● TEXT SHOWN
*****
Note of Encouragement

In our church family, in our extended family, and in our neighborhood, we have experienced a growing number of people who are struggling with diseases (like cancer), with chronic pain and great loss. It seems like the number is greater now than ever before. There is a long list of friends who need our prayers and encouragement. Is that true in your small sphere of the world, too?

In Mark 5:25-34, we see a woman who had been ill for some time (perhaps a hemorrhage that never completely healed). She had appealed to many doctors, medicines and treatments, but her situation just got worse. She had lost all faith in what she knew; Jesus was her last hope. She pushed through the crowd and touched the edge of Jesus’ cloak. In rabbinic Judaism, if an “impure” person (ill) touched another person, it made the other person “unclean” as well. She took a huge risk to even touch the hem of his garment; but in faith, she sought Jesus, certain that he could make her well. In fact, the reverse proved to be true — the “clean” (Jesus) made the ritually “unclean” (woman) pure. What Jesus did was to heal the physical body, relieve the suffering and renew the woman’s spirit: “Daughter, your faith has healed you [physical]. Go in peace [spiritual] and be freed from your suffering” (Mk 5:34). The miracles and healings performed by Jesus in the NT demonstrated his divinity; but more than that, they demonstrated the fragility of human beings and his relentless compassion and desire to fully redeem us, body and spirit.
*****
Natural-language object grounding data:
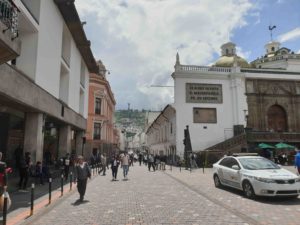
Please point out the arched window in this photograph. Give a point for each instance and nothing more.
(277, 119)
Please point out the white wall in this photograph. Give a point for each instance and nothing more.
(49, 58)
(26, 62)
(229, 113)
(49, 48)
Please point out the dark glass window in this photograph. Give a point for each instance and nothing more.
(233, 162)
(98, 106)
(97, 131)
(225, 162)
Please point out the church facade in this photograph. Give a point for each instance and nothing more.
(217, 102)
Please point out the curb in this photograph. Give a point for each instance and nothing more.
(42, 206)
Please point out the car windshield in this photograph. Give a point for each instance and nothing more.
(258, 164)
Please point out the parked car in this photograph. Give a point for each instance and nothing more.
(255, 175)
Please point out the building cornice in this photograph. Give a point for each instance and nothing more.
(98, 79)
(69, 13)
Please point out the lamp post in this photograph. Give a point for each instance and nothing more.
(83, 143)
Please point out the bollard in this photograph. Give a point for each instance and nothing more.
(62, 185)
(50, 189)
(71, 180)
(32, 199)
(5, 206)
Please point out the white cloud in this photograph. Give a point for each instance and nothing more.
(138, 40)
(289, 36)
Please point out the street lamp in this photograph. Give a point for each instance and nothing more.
(83, 143)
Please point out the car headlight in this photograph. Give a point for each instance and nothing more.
(265, 180)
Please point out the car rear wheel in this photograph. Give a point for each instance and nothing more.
(248, 190)
(217, 181)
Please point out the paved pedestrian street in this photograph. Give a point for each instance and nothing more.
(167, 197)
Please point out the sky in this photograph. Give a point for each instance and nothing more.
(137, 40)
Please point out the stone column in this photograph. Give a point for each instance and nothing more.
(34, 136)
(79, 135)
(65, 136)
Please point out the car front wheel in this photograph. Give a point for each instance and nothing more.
(217, 181)
(248, 190)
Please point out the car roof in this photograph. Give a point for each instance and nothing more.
(244, 157)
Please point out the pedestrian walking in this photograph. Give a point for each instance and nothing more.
(140, 158)
(114, 167)
(151, 162)
(125, 161)
(193, 161)
(3, 183)
(82, 173)
(163, 160)
(66, 164)
(25, 164)
(131, 160)
(39, 173)
(103, 164)
(3, 174)
(297, 161)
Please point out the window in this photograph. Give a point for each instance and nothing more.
(225, 162)
(82, 74)
(205, 115)
(97, 131)
(233, 162)
(64, 84)
(81, 101)
(66, 46)
(98, 106)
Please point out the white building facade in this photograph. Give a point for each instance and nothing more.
(216, 102)
(46, 86)
(161, 134)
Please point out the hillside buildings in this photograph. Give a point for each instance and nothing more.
(101, 134)
(217, 102)
(44, 89)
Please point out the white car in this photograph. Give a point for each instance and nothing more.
(255, 175)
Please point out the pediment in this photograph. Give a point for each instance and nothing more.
(276, 88)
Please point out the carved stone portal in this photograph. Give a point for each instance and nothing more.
(273, 105)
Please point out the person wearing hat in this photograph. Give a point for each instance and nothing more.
(82, 173)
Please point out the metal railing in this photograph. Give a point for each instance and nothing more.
(229, 143)
(203, 68)
(273, 137)
(9, 17)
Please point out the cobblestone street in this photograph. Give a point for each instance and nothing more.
(170, 197)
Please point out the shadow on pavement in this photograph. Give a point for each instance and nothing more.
(282, 200)
(79, 202)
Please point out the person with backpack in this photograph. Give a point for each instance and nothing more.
(114, 167)
(82, 173)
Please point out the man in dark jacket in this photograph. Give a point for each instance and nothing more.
(82, 173)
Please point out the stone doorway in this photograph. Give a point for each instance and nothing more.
(277, 119)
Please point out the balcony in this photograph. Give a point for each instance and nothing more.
(9, 44)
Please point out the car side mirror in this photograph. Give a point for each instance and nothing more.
(235, 167)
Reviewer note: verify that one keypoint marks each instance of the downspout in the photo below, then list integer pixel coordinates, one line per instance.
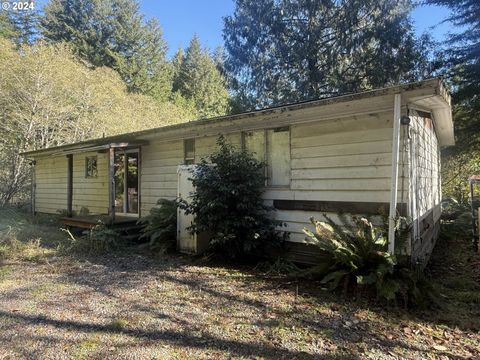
(394, 177)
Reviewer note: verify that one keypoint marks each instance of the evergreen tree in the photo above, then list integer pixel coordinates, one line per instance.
(463, 52)
(291, 50)
(462, 62)
(112, 33)
(19, 26)
(198, 80)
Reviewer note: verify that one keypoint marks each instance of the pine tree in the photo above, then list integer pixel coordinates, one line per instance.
(112, 33)
(198, 80)
(461, 56)
(282, 51)
(19, 26)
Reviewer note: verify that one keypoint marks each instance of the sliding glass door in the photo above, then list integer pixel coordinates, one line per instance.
(126, 181)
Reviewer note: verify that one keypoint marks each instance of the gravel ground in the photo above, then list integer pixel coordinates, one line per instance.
(133, 307)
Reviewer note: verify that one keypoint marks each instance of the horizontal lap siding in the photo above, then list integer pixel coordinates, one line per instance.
(159, 165)
(90, 194)
(51, 184)
(341, 160)
(159, 172)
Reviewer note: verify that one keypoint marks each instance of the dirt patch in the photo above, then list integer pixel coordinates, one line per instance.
(132, 307)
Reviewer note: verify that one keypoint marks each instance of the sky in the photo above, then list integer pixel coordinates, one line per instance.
(181, 19)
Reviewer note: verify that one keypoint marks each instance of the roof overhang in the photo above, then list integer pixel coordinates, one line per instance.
(439, 104)
(90, 146)
(430, 95)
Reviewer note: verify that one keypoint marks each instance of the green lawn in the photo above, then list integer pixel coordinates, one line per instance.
(129, 306)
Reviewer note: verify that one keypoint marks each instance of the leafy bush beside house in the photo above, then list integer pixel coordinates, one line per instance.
(354, 256)
(228, 204)
(161, 226)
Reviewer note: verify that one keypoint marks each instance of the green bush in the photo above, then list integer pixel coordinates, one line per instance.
(96, 241)
(355, 256)
(228, 204)
(161, 226)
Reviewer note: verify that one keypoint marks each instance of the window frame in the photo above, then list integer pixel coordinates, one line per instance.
(90, 171)
(265, 155)
(188, 160)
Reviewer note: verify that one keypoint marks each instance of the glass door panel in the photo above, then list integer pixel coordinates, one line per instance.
(132, 183)
(126, 181)
(119, 182)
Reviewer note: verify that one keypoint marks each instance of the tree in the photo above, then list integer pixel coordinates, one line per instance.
(19, 26)
(198, 80)
(113, 33)
(48, 97)
(283, 51)
(462, 64)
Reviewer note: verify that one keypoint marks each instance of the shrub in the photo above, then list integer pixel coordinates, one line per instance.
(98, 240)
(161, 226)
(355, 256)
(228, 204)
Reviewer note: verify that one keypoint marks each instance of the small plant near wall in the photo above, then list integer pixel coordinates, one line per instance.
(228, 204)
(354, 256)
(161, 226)
(97, 241)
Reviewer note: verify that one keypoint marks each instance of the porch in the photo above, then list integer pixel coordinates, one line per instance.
(90, 221)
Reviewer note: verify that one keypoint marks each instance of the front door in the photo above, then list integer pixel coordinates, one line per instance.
(126, 182)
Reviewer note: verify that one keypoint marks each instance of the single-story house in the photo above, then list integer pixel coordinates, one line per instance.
(362, 153)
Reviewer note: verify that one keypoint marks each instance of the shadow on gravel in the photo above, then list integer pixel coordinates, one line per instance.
(173, 338)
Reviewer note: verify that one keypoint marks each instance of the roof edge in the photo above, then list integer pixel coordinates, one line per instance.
(436, 83)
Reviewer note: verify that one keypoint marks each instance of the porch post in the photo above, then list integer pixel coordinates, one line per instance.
(111, 184)
(394, 177)
(69, 185)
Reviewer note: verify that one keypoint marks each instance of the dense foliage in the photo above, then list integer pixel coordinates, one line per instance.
(198, 80)
(161, 226)
(228, 204)
(112, 33)
(354, 256)
(461, 63)
(48, 97)
(286, 51)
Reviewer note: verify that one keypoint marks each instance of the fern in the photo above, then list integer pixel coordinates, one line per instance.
(161, 226)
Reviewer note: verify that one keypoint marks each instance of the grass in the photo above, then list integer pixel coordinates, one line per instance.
(125, 305)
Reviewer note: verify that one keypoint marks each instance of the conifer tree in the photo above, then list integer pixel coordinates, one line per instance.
(197, 79)
(282, 51)
(112, 33)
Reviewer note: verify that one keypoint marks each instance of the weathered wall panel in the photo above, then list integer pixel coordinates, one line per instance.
(51, 184)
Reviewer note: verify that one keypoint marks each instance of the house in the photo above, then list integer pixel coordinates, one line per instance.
(362, 153)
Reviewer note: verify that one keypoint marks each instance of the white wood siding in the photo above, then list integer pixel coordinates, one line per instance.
(340, 160)
(51, 184)
(90, 193)
(158, 172)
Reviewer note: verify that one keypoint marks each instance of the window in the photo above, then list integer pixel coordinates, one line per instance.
(273, 147)
(278, 156)
(91, 167)
(189, 151)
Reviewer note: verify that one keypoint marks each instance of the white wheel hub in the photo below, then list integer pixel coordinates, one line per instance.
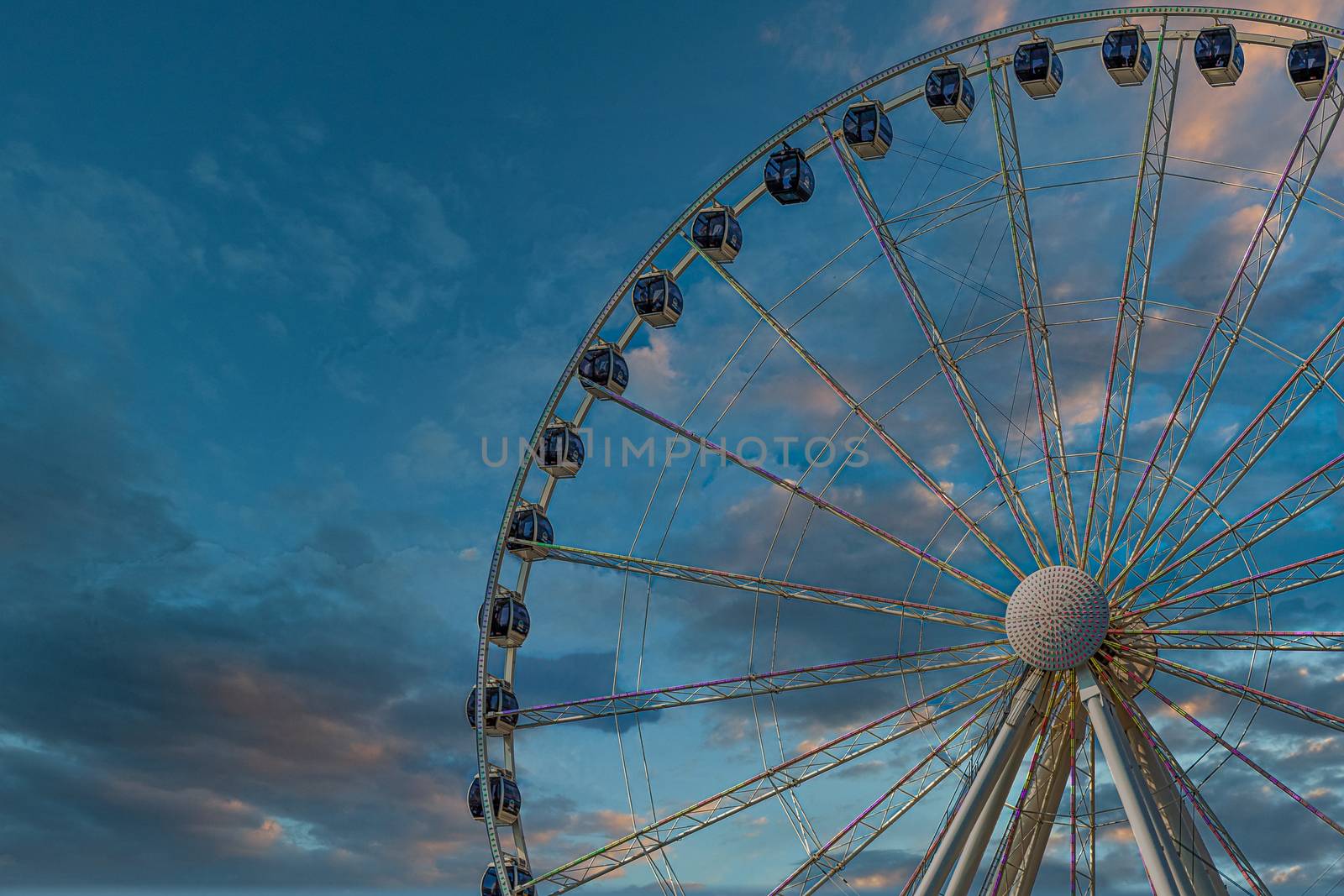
(1057, 618)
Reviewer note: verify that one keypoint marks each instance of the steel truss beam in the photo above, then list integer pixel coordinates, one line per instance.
(999, 867)
(851, 840)
(1250, 445)
(1043, 795)
(1168, 777)
(1252, 275)
(1034, 315)
(1240, 640)
(761, 684)
(1133, 291)
(714, 449)
(773, 781)
(1213, 735)
(1261, 586)
(858, 410)
(776, 587)
(971, 825)
(1194, 797)
(960, 389)
(1166, 875)
(1240, 537)
(1242, 692)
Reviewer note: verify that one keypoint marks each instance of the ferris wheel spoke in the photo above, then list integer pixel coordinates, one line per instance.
(1240, 640)
(780, 778)
(960, 390)
(913, 786)
(873, 423)
(1226, 331)
(1243, 692)
(1250, 763)
(712, 449)
(1261, 586)
(1034, 316)
(1133, 291)
(1168, 775)
(759, 684)
(1242, 535)
(776, 587)
(1252, 443)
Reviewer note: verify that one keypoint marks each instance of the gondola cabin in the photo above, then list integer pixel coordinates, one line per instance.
(1308, 63)
(506, 799)
(718, 234)
(658, 298)
(604, 365)
(504, 618)
(867, 130)
(1126, 55)
(1038, 69)
(1218, 55)
(788, 176)
(517, 875)
(528, 531)
(561, 450)
(949, 93)
(501, 707)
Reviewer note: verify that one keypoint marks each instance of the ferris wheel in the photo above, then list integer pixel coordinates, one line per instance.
(1068, 515)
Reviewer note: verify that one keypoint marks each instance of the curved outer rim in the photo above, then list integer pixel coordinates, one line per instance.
(707, 197)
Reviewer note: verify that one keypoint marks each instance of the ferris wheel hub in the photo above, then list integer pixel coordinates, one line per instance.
(1057, 618)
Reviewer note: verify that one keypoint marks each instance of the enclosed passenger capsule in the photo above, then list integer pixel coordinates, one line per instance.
(499, 699)
(604, 365)
(718, 234)
(788, 176)
(1218, 55)
(1126, 55)
(949, 93)
(561, 450)
(867, 129)
(1038, 67)
(517, 876)
(506, 618)
(1308, 63)
(506, 799)
(658, 298)
(528, 524)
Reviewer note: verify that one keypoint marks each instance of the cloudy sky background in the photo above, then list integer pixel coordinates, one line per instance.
(269, 277)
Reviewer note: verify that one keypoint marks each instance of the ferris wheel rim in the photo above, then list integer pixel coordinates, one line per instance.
(1310, 27)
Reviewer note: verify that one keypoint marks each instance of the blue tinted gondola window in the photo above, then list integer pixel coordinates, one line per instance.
(783, 170)
(709, 228)
(944, 87)
(1307, 60)
(649, 293)
(522, 618)
(1214, 49)
(860, 125)
(1032, 62)
(1120, 49)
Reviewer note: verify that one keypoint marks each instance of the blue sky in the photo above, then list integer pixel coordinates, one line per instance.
(269, 277)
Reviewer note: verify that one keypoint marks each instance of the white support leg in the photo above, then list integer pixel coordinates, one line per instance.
(1149, 833)
(1191, 851)
(991, 782)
*****
● EXERCISE BRIEF
Resume the note of encouragement on Mark 5:25-34, starting after its last sentence. The records are not needed for this.

● ANSWER
I read this devotional and it really “struck a chord” with me. Sometimes our physical struggles are a perfect time to slow down and let God renew us, body and spirit. I have changed a few words, but this is basically the work of John Ruskin:

“There is no music during a musical rest, but the rest is part of the making of the music. In the melody of our life, the music is separated here and there by rests. During those rests, we foolishly believe we have come to the end of the song. God sends us times of forced rest by allowing sickness, disappointed plans, and frustrated efforts. He brings a sudden pause in the choral hymn of our lives, and we lament that our voices must be silent. We grieve that our part is missing in the music that continually rises to the ear of our Creator. Yet how does a musician read the rest? He counts the break with unwavering precision and plays his next note with confidence, as if no pause were ever there.

God does not write the music of our lives without a plan. Our part is to learn the tune and not be discouraged during the times of rest. They are not to be slurred over or omitted, nor used to destroy the melody or change the key. If we will only look up, God himself will count the time for us. With our eyes on him, our next note will be full and clear. The process is often slow and painful in this life, yet how patiently God works to teach us a symphony!”